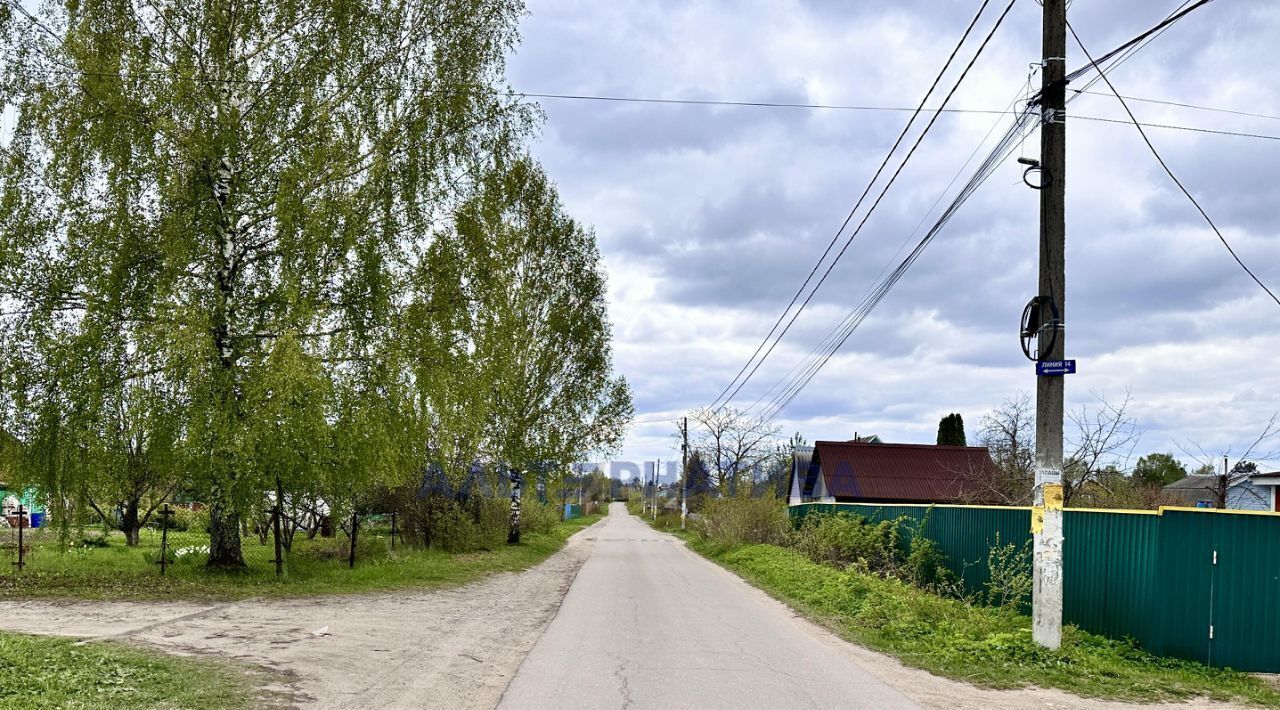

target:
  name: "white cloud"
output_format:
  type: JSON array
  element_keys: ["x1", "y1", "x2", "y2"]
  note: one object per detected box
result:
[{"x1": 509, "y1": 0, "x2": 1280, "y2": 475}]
************
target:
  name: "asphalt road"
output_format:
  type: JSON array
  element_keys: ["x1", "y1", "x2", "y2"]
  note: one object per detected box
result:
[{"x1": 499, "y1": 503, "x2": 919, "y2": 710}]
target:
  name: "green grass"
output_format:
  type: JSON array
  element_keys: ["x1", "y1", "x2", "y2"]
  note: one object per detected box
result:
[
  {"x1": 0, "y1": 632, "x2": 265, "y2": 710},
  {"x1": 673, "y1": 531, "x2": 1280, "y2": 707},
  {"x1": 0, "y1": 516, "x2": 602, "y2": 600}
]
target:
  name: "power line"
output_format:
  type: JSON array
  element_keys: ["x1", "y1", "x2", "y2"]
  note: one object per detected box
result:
************
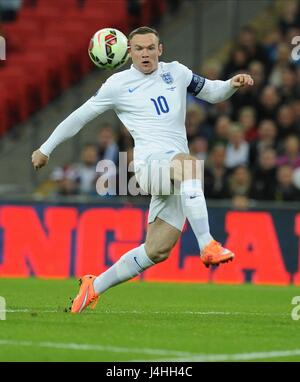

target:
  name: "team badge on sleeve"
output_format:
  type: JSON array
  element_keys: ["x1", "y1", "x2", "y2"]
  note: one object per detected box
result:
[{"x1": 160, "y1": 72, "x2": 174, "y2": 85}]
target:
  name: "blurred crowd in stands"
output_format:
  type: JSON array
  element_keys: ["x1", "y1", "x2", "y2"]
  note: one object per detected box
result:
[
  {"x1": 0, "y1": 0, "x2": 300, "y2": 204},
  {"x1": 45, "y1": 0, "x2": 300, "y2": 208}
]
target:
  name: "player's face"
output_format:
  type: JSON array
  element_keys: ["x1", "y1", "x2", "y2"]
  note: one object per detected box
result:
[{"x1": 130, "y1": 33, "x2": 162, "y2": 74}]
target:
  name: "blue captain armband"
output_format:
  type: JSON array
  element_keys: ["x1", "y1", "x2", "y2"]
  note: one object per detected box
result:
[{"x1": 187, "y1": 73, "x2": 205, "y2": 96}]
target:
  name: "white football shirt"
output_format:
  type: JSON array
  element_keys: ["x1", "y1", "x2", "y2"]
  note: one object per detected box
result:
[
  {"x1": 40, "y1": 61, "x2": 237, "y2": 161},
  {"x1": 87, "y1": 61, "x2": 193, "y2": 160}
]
************
EXERCISE DETAILS =>
Extract each line of the records above that contains the string "white".

FULL SOLUTION =>
  name: "white cloud"
  name: "white football shirt"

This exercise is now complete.